== Try it ==
Write out precisely the lines beginning with the line that contains "Pass the photo" and ending with the last line of the entries, and no other lines.

== Data extracts ==

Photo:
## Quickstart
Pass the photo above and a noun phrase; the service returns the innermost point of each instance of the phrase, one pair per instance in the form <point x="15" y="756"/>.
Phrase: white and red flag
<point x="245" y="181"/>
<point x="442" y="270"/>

== Solution to the exercise ==
Pass the photo above and a noun phrase; the service returns the innermost point of each instance of the phrase, one pair per instance in the form <point x="15" y="756"/>.
Phrase: white and red flag
<point x="245" y="181"/>
<point x="442" y="270"/>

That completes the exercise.